(DATA TO USE begins)
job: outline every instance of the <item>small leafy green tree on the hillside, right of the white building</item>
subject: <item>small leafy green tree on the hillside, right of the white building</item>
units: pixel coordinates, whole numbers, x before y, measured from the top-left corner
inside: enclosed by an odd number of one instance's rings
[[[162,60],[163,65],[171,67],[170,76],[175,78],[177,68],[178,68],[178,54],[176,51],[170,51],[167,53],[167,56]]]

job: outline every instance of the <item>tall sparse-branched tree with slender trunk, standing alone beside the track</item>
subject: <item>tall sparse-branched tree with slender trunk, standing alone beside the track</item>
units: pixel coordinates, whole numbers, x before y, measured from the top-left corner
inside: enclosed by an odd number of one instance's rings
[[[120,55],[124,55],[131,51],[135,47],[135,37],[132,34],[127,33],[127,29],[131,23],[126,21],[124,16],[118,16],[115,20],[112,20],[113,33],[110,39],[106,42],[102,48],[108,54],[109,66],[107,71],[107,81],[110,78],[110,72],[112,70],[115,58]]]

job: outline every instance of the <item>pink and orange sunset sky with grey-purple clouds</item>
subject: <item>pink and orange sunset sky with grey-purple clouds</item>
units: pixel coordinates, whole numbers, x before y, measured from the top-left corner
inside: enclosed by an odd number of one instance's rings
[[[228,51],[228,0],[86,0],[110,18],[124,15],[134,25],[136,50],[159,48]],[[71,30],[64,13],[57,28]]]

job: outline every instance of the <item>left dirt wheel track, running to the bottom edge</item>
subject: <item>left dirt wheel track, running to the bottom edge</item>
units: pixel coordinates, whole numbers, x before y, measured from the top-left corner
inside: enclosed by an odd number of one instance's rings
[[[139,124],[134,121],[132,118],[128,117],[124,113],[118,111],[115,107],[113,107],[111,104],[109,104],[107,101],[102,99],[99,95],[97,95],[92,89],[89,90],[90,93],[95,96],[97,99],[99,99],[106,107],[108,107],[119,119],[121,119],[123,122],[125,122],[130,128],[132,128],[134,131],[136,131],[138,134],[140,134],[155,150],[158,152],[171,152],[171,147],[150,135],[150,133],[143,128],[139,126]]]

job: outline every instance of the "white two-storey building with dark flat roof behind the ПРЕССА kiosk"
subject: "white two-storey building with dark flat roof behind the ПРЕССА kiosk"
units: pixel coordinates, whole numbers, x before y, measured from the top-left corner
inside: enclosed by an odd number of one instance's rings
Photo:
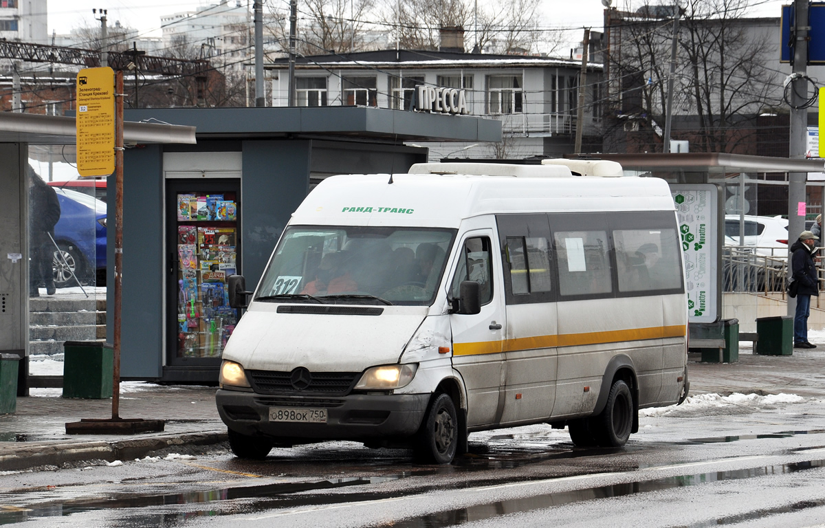
[[[461,49],[461,47],[459,47]],[[249,65],[251,68],[251,65]],[[287,106],[289,61],[266,65],[267,106]],[[457,50],[380,50],[300,57],[297,106],[377,106],[415,110],[417,87],[464,91],[467,113],[502,121],[501,144],[422,144],[430,158],[524,158],[572,153],[581,61]],[[583,134],[601,150],[601,64],[588,64]]]

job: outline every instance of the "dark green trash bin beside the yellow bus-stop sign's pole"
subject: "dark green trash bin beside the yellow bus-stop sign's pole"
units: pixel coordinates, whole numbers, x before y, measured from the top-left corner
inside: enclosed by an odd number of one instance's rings
[[[111,398],[114,347],[100,341],[67,341],[63,347],[63,397]]]

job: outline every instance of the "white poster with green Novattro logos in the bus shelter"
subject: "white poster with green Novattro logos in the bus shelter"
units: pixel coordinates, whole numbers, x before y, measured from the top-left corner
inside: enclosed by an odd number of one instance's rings
[[[685,255],[688,320],[691,323],[713,323],[719,317],[719,307],[716,306],[719,291],[716,270],[718,191],[716,186],[707,183],[670,187]]]

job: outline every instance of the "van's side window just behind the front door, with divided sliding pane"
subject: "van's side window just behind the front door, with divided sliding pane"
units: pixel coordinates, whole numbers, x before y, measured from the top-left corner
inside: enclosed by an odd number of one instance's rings
[[[513,295],[550,291],[553,284],[549,244],[544,237],[507,237],[507,262]]]

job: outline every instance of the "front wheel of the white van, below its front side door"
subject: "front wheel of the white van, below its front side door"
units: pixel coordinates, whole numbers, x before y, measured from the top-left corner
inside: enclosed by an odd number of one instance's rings
[[[450,464],[458,445],[459,421],[453,398],[436,394],[418,431],[418,458],[434,464]]]

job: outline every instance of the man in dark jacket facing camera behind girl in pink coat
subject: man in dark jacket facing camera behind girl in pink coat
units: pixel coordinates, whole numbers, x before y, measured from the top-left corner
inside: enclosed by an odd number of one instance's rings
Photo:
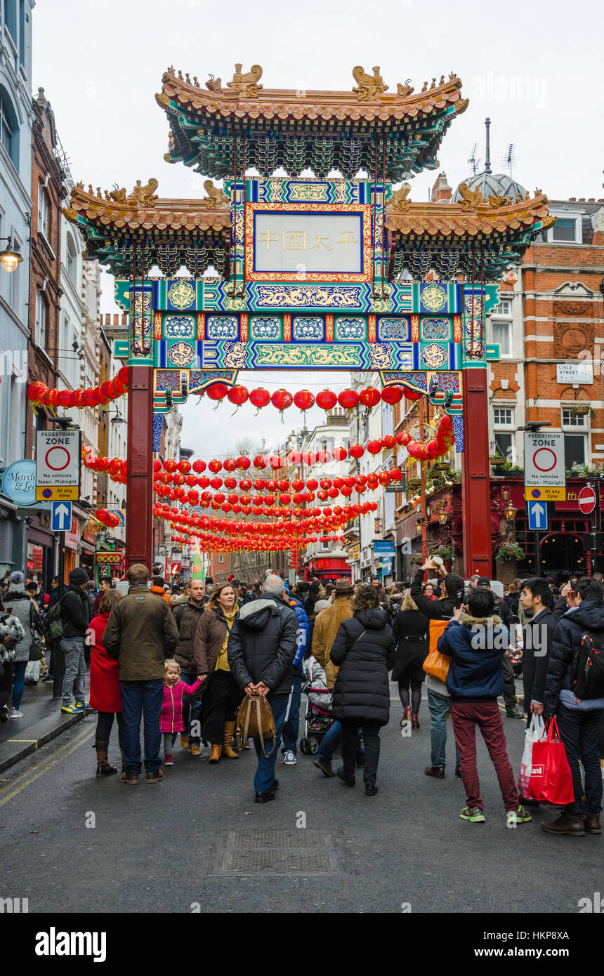
[[[203,580],[191,580],[188,599],[177,607],[174,615],[179,629],[179,642],[174,652],[174,660],[181,668],[181,680],[186,685],[193,685],[199,677],[193,654],[193,639],[206,606],[206,588]],[[195,756],[201,755],[200,711],[200,699],[187,694],[182,695],[184,731],[181,732],[181,749],[190,749],[191,755]]]

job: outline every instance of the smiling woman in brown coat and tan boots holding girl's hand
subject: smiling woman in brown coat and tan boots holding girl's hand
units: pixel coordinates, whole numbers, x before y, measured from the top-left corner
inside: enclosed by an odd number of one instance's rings
[[[219,584],[199,618],[193,639],[197,673],[203,679],[203,738],[212,745],[208,760],[211,763],[220,762],[221,755],[239,758],[231,744],[241,692],[231,676],[226,655],[230,629],[238,612],[235,590],[230,583]]]

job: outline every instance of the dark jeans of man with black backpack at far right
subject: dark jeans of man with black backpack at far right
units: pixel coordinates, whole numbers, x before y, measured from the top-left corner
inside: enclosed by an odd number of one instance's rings
[[[566,709],[562,703],[556,712],[560,738],[573,776],[575,802],[566,809],[570,813],[599,813],[602,809],[602,774],[598,750],[601,709],[579,712]],[[585,785],[581,785],[581,766],[584,764]],[[585,802],[582,796],[585,796]]]

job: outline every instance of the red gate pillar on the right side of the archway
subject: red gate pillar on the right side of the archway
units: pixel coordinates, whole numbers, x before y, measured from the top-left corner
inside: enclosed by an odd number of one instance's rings
[[[463,371],[463,572],[491,579],[491,477],[486,369]]]

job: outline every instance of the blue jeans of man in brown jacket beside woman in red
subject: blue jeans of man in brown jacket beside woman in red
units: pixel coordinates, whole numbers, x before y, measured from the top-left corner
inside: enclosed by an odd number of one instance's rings
[[[141,716],[144,719],[144,768],[156,773],[161,766],[161,715],[163,678],[152,681],[120,681],[124,707],[124,762],[129,776],[141,772]]]

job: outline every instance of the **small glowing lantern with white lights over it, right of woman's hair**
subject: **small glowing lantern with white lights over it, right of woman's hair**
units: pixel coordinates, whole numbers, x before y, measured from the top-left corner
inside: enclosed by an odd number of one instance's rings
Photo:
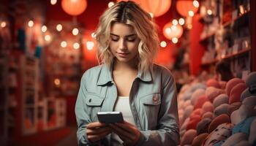
[[[183,34],[183,28],[180,25],[173,26],[172,23],[166,23],[162,31],[164,36],[170,40],[173,37],[180,38]]]

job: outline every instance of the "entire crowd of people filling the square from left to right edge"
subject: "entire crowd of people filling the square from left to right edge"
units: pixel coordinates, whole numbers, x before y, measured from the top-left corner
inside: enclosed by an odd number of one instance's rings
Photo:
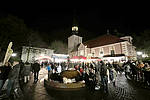
[[[33,64],[22,61],[7,62],[0,67],[0,97],[5,87],[7,97],[10,97],[15,88],[20,88],[21,82],[24,84],[30,80],[31,72],[34,74],[34,83],[38,82],[40,68],[48,71],[48,80],[58,80],[59,75],[65,70],[77,70],[80,77],[76,81],[84,80],[86,87],[91,91],[99,86],[105,93],[108,93],[108,83],[116,87],[118,74],[125,73],[127,79],[142,81],[145,85],[150,85],[150,65],[142,61],[127,61],[123,64],[118,62],[76,62],[76,63],[45,63],[40,65],[37,61]],[[52,77],[55,76],[55,77]],[[7,85],[5,85],[7,83]]]

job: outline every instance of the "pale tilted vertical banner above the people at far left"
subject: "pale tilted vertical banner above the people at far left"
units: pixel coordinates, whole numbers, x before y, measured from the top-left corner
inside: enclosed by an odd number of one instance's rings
(DATA TO USE ends)
**PROMPT**
Every line of the data above is to be repeated exactly; the images are to be left out.

**SOLUTION TO THIS PROBLEM**
job: outline every instance of the <item>small leafy green tree on the hillside, right of the white building</item>
subject: <item>small leafy green tree on the hillside, right of the white building</item>
units: pixel coordinates, whole numbers, x before y, measured from the top-left corner
inside: enclosed by an odd number of one instance's rings
[[[162,60],[163,65],[171,67],[170,76],[175,78],[177,68],[178,68],[178,54],[176,51],[170,51],[167,53],[167,56]]]

job: outline every instance of the <item>tall sparse-branched tree with slender trunk, standing alone beside the track</item>
subject: <item>tall sparse-branched tree with slender trunk, standing alone beside the track</item>
units: pixel coordinates, whole numbers, x before y, measured from the top-left corner
inside: enclosed by an odd number of one instance's rings
[[[120,55],[124,55],[131,51],[135,47],[135,37],[132,34],[127,33],[127,29],[131,23],[126,21],[124,16],[118,16],[115,20],[112,20],[113,33],[110,39],[106,42],[102,48],[108,54],[109,66],[107,71],[107,81],[110,78],[110,72],[112,70],[115,58]]]

job: outline every instance of the <item>pink and orange sunset sky with grey-purple clouds</item>
subject: <item>pink and orange sunset sky with grey-purple clouds</item>
units: pixel coordinates, whole numbers, x before y, measured from the top-left corner
inside: enclosed by an odd number of one instance's rings
[[[228,51],[228,0],[86,0],[110,18],[124,15],[134,25],[136,50],[159,48]],[[71,30],[64,13],[57,28]]]

job: outline every instance of the <item>left dirt wheel track, running to the bottom edge</item>
subject: <item>left dirt wheel track, running to the bottom edge</item>
units: pixel coordinates, whole numbers, x before y, measured from the top-left corner
inside: enclosed by an odd number of one instance's rings
[[[139,124],[134,121],[132,118],[128,117],[124,113],[118,111],[115,107],[113,107],[111,104],[109,104],[107,101],[102,99],[99,95],[97,95],[92,89],[89,90],[90,93],[95,96],[97,99],[99,99],[106,107],[108,107],[119,119],[121,119],[123,122],[125,122],[130,128],[132,128],[134,131],[136,131],[138,134],[140,134],[155,150],[158,152],[171,152],[171,147],[150,135],[150,133],[143,128],[139,126]]]

job: outline every instance of the "white two-storey building with dark flat roof behind the ПРЕССА kiosk"
subject: "white two-storey building with dark flat roof behind the ПРЕССА kiosk"
units: pixel coordinates, whole numbers, x before y, measured from the top-left corner
inside: enclosed by an odd number of one instance's rings
Photo:
[[[461,49],[461,47],[459,47]],[[249,65],[251,68],[251,65]],[[287,106],[289,61],[266,65],[267,106]],[[457,50],[380,50],[300,57],[297,106],[377,106],[415,110],[417,87],[464,91],[467,113],[502,121],[501,144],[422,144],[430,158],[524,158],[572,153],[581,61]],[[583,134],[601,150],[601,64],[588,64]]]

job: outline every instance of the "dark green trash bin beside the yellow bus-stop sign's pole"
subject: "dark green trash bin beside the yellow bus-stop sign's pole"
units: pixel coordinates, whole numbers, x before y, measured from the top-left corner
inside: enclosed by an odd number of one instance's rings
[[[111,398],[114,347],[100,341],[67,341],[63,347],[63,397]]]

job: outline every instance of the "white poster with green Novattro logos in the bus shelter"
subject: "white poster with green Novattro logos in the bus shelter"
units: pixel coordinates, whole numbers, x before y, measured from the top-left corner
inside: enclosed by an odd number of one instance's rings
[[[685,255],[688,320],[691,323],[713,323],[719,317],[719,307],[716,306],[719,291],[716,270],[718,191],[716,186],[707,183],[670,187]]]

job: outline every instance of the "van's side window just behind the front door, with divided sliding pane"
subject: "van's side window just behind the front door, with divided sliding pane"
units: pixel coordinates, whole numbers, x before y, measured from the top-left corner
inside: enclosed by an odd number of one instance's rings
[[[513,295],[550,291],[553,284],[549,244],[544,237],[507,237],[507,262]]]

job: outline every instance of the "front wheel of the white van, below its front side door"
subject: "front wheel of the white van, below its front side door"
units: pixel coordinates, whole numbers, x before y, measured from the top-left corner
inside: enclosed by an odd number of one instance's rings
[[[450,464],[458,445],[459,421],[453,398],[436,394],[418,431],[418,458],[434,464]]]

job: outline every instance of the man in dark jacket facing camera behind girl in pink coat
subject: man in dark jacket facing camera behind girl in pink coat
units: pixel coordinates, whole numbers, x before y, measured from the top-left corner
inside: enclosed by an odd number of one instance's rings
Photo:
[[[203,580],[191,580],[188,599],[177,607],[174,615],[179,629],[179,642],[174,652],[174,660],[181,668],[181,680],[186,685],[193,685],[199,677],[193,654],[193,639],[206,606],[206,588]],[[195,756],[201,755],[200,711],[200,699],[187,694],[182,695],[184,731],[181,732],[181,749],[190,749],[191,755]]]

job: outline every instance of the smiling woman in brown coat and tan boots holding girl's hand
subject: smiling woman in brown coat and tan boots holding girl's hand
units: pixel coordinates, whole numbers, x before y, measured from the top-left corner
inside: enclosed by an odd number of one instance's rings
[[[219,584],[199,618],[193,639],[197,673],[203,679],[203,738],[212,745],[208,760],[211,763],[220,762],[221,755],[239,758],[231,744],[241,692],[231,676],[226,655],[230,629],[238,612],[235,590],[230,583]]]

job: outline every instance of the dark jeans of man with black backpack at far right
subject: dark jeans of man with black backpack at far right
units: pixel coordinates, whole numbers, x before y, measured from the top-left corner
inside: enclosed by an odd number of one instance's rings
[[[566,709],[562,703],[556,712],[560,738],[573,776],[575,802],[566,809],[570,813],[599,813],[602,809],[602,774],[598,750],[601,709],[579,712]],[[585,785],[581,785],[581,766],[584,764]],[[585,802],[582,796],[585,796]]]

job: outline every instance of the red gate pillar on the right side of the archway
subject: red gate pillar on the right side of the archway
units: pixel coordinates, whole numbers, x before y, measured from the top-left corner
inside: enclosed by an odd number of one instance's rings
[[[463,371],[463,572],[491,579],[491,477],[486,369]]]

job: outline every instance of the blue jeans of man in brown jacket beside woman in red
subject: blue jeans of man in brown jacket beside woman in red
units: pixel coordinates, whole numbers, x before y, measured from the top-left corner
inside: enclosed by an odd number of one instance's rings
[[[141,716],[144,719],[144,768],[156,773],[161,766],[161,715],[163,678],[152,681],[120,681],[124,707],[124,762],[129,776],[141,772]]]

job: outline every instance of the **small glowing lantern with white lights over it, right of woman's hair**
subject: **small glowing lantern with white lights over it, right of woman's hair**
units: pixel coordinates, whole numbers, x before y, measured from the top-left corner
inside: enclosed by an odd number of one instance's rings
Photo:
[[[183,34],[183,28],[180,25],[173,26],[172,23],[166,23],[162,31],[164,36],[170,40],[173,37],[180,38]]]

job: outline every instance of the "entire crowd of people filling the square from left to right edge"
subject: "entire crowd of people filling the square from left to right edge"
units: pixel coordinates, whole numbers, x before y, measured from the top-left corner
inside: enclosed by an odd number of one instance's rings
Photo:
[[[33,64],[22,61],[7,62],[0,67],[0,97],[5,87],[7,97],[10,97],[15,88],[20,88],[21,82],[24,84],[30,80],[31,72],[34,74],[34,83],[38,82],[40,68],[48,71],[48,80],[58,80],[59,75],[65,70],[77,70],[80,77],[76,81],[84,80],[86,87],[91,91],[99,86],[105,93],[108,93],[108,83],[116,87],[118,74],[125,73],[127,79],[142,81],[145,85],[150,85],[150,65],[142,61],[127,61],[123,64],[118,62],[76,62],[76,63],[45,63],[40,65],[37,61]],[[52,77],[55,76],[55,77]],[[7,85],[5,85],[7,83]]]

job: outline every instance of the "pale tilted vertical banner above the people at far left"
subject: "pale tilted vertical banner above the people at far left"
units: pixel coordinates, whole numbers, x before y, measured from the top-left corner
inside: enclosed by an odd number of one instance's rings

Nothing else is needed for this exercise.